But hey! You are in Amsterdam! And if old ladies’ houses is not really your gripping thing early in the morning, you can head a bit north towards Haarlemmerstraat, where not only you will find quite some crazy shops like an artistic candy shop lab or an art dèco movie theatre, but also a koffieshop called Barneys that serves a big breakfast, english or continental style in a nice atmosphere mellowed by the chilled back attitude of the guests who can’t choose whether to eat or smoke first!

 

For a more tourist-free koffieshop, head to the Jordaan instead. Opposite to the Westerkerk, in a small street you will find The Paradox, to enjoy hash, weed, juices or toasties among the bohemian locals of the neighbourhood. The Jordan is what Chelsea is for London, Montmatre for Paris or Trastevere for Rome, but of course Amsterdam style! So you can have an idea of what to expect, but not really.. Before the ‘beautiful people’ invasion, the district was more proletarian and arty oriented. Nonetheless its quiet charm may still be boasted by some sort of happening going on in one of its galleries or ateliers.

 

By this time you may feel the need to get away from the (not much, to say the truth) concrete of the city and experience some Holland, which is not really what Amsterdam is about. To get an idea, you can head to Centraal Station, take the 111 bus and get off in Marken. As fast as you can be there (you will experience the IJ tunnel, an underwater bridge), as far away from the city it may seem to you. Marken is a kind of island connected to mainland only by a road. In a country like the Netherlands, one of the most crowded of the world, this journey is the ultimate experience to let your eyes expand and melt into the horizon. There’s a little village with wooden green and black houses, small gardens and domestic animals popping around; boats and of course some nautical bars in the tiny local harbour, will have you drinking along local old fishermen, who can tell you the stories of the times where the water around Marken was salty and how it became sweet. That is due to the massive Afsluitdijk, the dike that changed the lives of several villages scattered around what is now the Ijsselmeer.

 

The best thing you could do in Marken is to leave the main village and wander among the other smaller portions of agglomerates around, you could even reach the big white house with its lighthouse, a landmark in such a flat eyeview.

 

Back into town, close to where the bus will leave you, it is possible in a walking distance to enjoy the best view in town. Passed by the Botel and the brand new largest public library of the Netherlands, you will find yourself in front of the ex post building. As uninviting as it may seem from outside, this building hides one of the best spots for leisure in town. The basement is for underground art projects, while most of the floors are currently occupied by the Stedelijk Museum of modern and contemporary art, closed on the Museumplein for renovation.

**Jobs:**
- A) List the things the Amsterdam travel passage says visitors can enjoy at The Paradox.
- B) Carry the Amsterdam travel passage forward, starting after its last sentence.
The data that comes next is separate from the Amsterdam travel passage.

**Material:**
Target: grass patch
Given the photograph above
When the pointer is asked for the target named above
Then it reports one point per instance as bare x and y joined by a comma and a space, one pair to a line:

**Task results:**
- A) Hash, weed, juices and toasties.

- B)
 

This should be already enough to draw your attention as the museum is worldwide renowned for its edgy exhibitions of upcoming talents; nonetheless, should this not be enough, you can head in the funky claustrophobic elevator to the 11th floor, where club 11 will welcome its guests. This is a bar-restaurant-club-and more, a place with a breathtaking view all over the city, by day for a white wine as for a night mojito clubbing, but even better decision will be by sunset to climb up its stairs and get to 12, club11’s terrace to lay down on pillows drinking beer and eventually soaking into a Dutch tub, a kind of informal and younger version of a Jacuzzi! More to it, it’s free and the staff will even provide you a swimming suit, if you are struck by the moment unprepared!

 

Another sunset point close by, is the contemporary architecture masterpiece Muziekgebouw aan’t Ij, the new music hall that prompts the waterfront of the river and stretches its visitors, soaking pre-dinner alcohol, into the water and onto the setting sun, right in front of you.

 

Now, if your stomach is starting to complain for food or either your alcoholic level needs to level down a bit, that would probably mean one thing: dinner. Now, Amsterdam is as surely a cosmopolitan, global village town as it is surely not on the top lists of fashionistas gourmet gurus. The fact that so many different ethnic groups and nationalities are scattered around its canals, somehow did not really boasted the eating habits of the citizens. Of course in the supermarkets, markets and specialized groceries you will be able to find all sorts of spices and ingredients, but when it comes down to restaurant food, Amsterdam is generally superficial, taking more care that the decòr is astounding and the atmosphere “gezellig” rather than digging on delicious fresh dishes. And ok, I can be demanding, but if you are in town and just want to enjoy it, run away from the streets around Leidseplein full of tourist traps junk joints and maybe head eastwards to De Pijp. This is a district that like the Jordaan went from rags to student slash bohemian, slash multicultural and during the early times of the night is just full with Dutch youth, eating in fancy restaurants and happily bar hopping.

 

A somehow characteristic place to dine out here is the Bazar, a Moroccan restaurant. Obviously is not the kind of food that makes the place so Dutch to me, despite Moroccan is one of the most numerous ethnic minorities in town. The thing is that the restaurant with its high ceilings and its massive work of maghrebin porcelain tiles on a wall (as opposed to Delft blue tiles), was a former church and you can still get a glimpse of it admiring a golden statue of an angel summing up the outside roof.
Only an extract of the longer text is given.